- DIRECTIVE -
Collect every line of the records below that contains the string "background". Treat uppercase and lowercase letters as different.

- INFORMATION SUPPLIED -
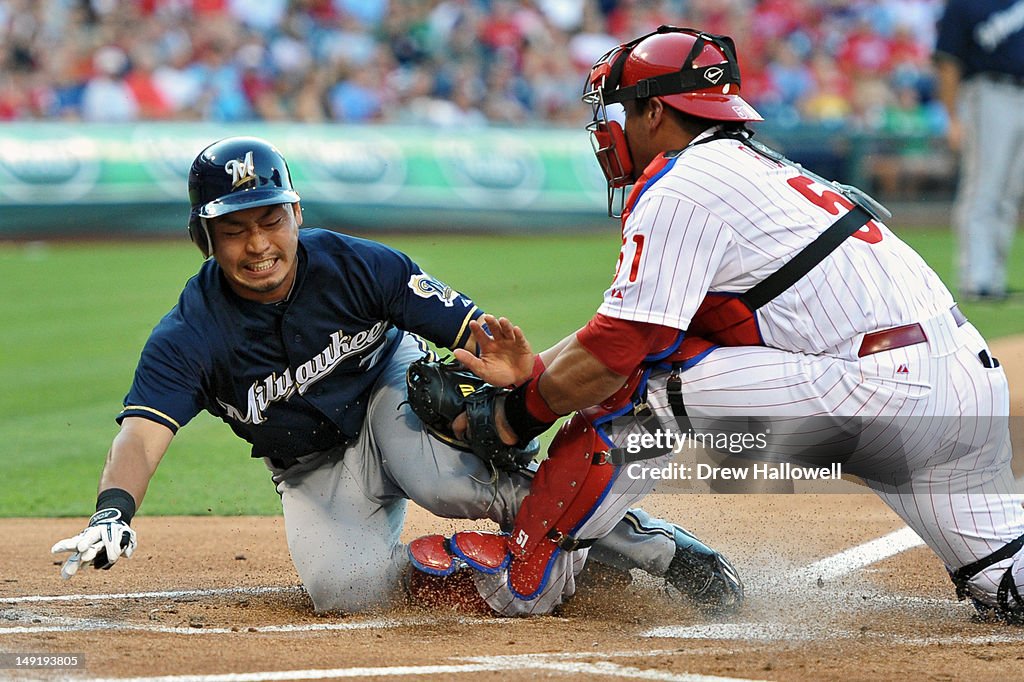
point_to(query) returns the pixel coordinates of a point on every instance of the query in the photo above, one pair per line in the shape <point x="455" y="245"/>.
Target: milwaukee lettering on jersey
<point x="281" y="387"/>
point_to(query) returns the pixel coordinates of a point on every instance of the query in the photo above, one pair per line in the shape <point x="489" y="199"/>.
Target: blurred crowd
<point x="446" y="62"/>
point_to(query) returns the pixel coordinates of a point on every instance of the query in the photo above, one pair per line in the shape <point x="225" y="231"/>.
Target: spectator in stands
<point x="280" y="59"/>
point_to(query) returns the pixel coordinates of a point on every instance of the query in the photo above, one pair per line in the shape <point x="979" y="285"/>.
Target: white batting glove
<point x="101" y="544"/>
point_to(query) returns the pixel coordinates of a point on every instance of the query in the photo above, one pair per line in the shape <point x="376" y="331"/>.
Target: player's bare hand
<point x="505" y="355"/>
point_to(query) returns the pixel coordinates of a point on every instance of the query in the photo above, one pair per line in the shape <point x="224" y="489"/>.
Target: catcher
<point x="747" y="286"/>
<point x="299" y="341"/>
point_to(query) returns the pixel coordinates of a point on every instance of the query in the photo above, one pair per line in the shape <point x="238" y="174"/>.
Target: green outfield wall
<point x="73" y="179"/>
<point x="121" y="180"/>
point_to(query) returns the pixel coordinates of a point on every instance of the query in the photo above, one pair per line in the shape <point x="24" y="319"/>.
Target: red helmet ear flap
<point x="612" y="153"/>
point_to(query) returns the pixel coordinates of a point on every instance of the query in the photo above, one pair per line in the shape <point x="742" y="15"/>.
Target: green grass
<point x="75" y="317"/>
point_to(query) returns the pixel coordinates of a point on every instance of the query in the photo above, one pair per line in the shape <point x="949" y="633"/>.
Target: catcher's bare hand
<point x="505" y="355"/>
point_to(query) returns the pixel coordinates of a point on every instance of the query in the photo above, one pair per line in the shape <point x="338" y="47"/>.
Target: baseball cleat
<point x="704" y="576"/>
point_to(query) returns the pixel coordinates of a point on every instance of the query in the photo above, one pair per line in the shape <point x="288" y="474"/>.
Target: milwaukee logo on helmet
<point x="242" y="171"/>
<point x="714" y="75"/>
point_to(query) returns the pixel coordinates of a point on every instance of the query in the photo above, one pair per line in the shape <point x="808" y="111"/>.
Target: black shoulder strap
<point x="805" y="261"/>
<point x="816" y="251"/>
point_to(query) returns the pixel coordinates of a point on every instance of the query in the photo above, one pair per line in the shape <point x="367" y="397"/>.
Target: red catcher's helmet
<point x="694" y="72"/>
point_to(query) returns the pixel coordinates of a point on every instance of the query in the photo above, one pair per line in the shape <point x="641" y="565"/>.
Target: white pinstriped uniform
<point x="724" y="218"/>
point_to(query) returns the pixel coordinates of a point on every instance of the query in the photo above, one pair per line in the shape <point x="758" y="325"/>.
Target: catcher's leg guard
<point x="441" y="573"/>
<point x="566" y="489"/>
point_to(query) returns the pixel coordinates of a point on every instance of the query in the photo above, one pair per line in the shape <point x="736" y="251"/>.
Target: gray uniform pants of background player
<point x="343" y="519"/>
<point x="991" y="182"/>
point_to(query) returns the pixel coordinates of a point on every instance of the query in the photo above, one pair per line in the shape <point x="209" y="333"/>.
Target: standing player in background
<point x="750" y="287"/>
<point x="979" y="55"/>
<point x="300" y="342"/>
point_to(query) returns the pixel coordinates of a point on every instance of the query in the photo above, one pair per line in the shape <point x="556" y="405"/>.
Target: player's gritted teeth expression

- RESPONSE -
Target: gray uniform pants of background player
Target: standing player in background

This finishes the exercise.